▶ Source document
Start of Block

TRANSFORMING LIVES

Thika church opens doors to alcoholics, addicts for rehabilitation

Bishop Julius Kamau has dedicated his Sundays to preaching to the group

In Summary
  • Some even come to the place of worship drunk as they seek to quit the behaviour and become responsible members of society.
  • Macharia said saying alcoholism is a disease that leads to depression and frustrations.
Bishop Julius Kamau of ACK St Stephens Church in Thika
Bishop Julius Kamau of ACK St Stephens Church in Thika
Image: KNA

ACK St Stephen Church at Ngoingwa estate in Thika is rehabilitating alcoholics and drug addicts by offering them spiritual support to beat the vices.

Bishop Julius Kamau has dedicated his Sundays to preaching to the group.

Some even come to the place of worship drunk as they seek to quit the behaviour and become responsible members of society.

The programme started two years ago during the burial of one of the alcoholics.

“After the burial, I held a lengthy conversation with the group and realised they needed mentorship to overcome the vice," Kamau said.

"That made me set my Sundays to offer them spiritual support to better their lives."

The bishop has more than 50 congregants on many Sundays, some have been rehabilitated and are helping the rest to get out of alcohol.

Kamau said though it has not been a smooth journey, the initiative has been impactful to the group and improved their perception of life.

Kamau prides himself in changing lives and helping alcoholics become responsible.

“They are now neat and tidy while others are slowly getting out of the alcohol and drugs, being respectful. Such initiatives have also helped in reducing crime rates and having stable families,” he said.

Kamau urged churches to come up with empowerment and rehabilitation programmes to help those affected by alcoholism and crime.

He said this would save those perceived to be immoral in society from the social stigma that may lead to depression.

“Though some attend church while completely drunk, the group most of the time keeps each other in check to ensure they attend sermons every Sunday," he said.

The recovering alcoholics led by Jacob Macharia said they are happy for being embraced by the church and they are keen to get their lives back on track.

He said in most cases, they are victimised for their physical appearance or regarded as criminals.

Macharia said saying alcoholism is a disease that leads to depression and frustrations.

They appealed to churches and other institutions to consider giving them casual jobs without discrimination to feed their families.

End of Block

▶ Supplied data
Start of Block

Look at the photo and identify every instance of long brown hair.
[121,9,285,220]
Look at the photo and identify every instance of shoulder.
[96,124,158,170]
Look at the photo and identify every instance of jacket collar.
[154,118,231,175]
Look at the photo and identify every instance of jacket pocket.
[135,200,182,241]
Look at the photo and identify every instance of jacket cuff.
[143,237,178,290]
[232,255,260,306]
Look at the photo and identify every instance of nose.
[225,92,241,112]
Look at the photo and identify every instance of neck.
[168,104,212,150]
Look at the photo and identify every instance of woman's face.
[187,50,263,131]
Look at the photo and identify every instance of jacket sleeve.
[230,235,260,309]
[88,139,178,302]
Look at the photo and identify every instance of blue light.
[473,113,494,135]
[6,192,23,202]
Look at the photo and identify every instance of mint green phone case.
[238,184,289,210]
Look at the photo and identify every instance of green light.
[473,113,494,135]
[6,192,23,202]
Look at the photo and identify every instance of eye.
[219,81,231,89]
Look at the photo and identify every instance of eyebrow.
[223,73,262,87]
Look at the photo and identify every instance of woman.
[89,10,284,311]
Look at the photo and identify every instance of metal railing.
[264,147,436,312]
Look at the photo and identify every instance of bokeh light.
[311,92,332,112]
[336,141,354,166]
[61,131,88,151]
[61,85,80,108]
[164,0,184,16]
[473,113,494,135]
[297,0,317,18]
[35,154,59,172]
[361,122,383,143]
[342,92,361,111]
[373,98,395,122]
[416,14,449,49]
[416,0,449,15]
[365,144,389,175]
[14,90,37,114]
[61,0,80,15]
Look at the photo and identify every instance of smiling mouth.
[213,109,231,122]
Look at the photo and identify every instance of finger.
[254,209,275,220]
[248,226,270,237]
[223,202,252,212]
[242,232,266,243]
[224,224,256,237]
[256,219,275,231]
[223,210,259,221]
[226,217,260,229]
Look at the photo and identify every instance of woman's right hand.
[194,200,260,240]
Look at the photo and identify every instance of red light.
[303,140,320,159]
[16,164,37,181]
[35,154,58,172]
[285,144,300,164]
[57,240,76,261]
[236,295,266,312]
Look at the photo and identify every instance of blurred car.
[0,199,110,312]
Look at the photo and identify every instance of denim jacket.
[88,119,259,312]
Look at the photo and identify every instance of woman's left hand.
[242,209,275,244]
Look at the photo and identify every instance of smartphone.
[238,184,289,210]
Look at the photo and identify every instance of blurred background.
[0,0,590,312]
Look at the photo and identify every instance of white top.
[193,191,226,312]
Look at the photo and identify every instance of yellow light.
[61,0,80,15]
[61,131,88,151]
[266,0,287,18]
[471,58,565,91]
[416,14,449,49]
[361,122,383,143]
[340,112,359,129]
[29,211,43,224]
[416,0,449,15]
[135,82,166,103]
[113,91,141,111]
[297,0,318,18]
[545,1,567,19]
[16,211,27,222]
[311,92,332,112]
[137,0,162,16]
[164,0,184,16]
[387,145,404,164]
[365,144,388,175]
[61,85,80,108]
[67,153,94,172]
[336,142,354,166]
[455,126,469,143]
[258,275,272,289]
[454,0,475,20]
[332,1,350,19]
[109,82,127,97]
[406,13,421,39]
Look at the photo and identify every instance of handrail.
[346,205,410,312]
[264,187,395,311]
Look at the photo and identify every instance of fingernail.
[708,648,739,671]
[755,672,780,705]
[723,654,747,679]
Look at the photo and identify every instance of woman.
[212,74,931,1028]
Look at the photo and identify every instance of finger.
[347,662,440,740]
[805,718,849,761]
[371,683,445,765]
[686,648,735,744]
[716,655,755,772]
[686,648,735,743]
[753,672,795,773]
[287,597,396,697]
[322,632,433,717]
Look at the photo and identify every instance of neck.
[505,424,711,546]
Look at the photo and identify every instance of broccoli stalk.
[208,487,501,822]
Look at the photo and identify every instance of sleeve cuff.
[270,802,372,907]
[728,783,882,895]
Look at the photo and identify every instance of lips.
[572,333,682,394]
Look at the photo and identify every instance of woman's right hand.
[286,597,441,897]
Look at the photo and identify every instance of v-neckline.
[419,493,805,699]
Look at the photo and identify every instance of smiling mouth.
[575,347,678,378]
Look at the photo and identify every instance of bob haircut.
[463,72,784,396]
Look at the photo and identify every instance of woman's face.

End of Block

▶ Exercise instructions
Answer these questions from the article about the Thika church:
1. When and at what event did the programme start?
2. How many congregants does the bishop have on many Sundays?
3. Who leads the recovering alcoholics?

▶ Problem solution
1. Two years ago, during the burial of one of the alcoholics.
2. More than 50.
3. Jacob Macharia.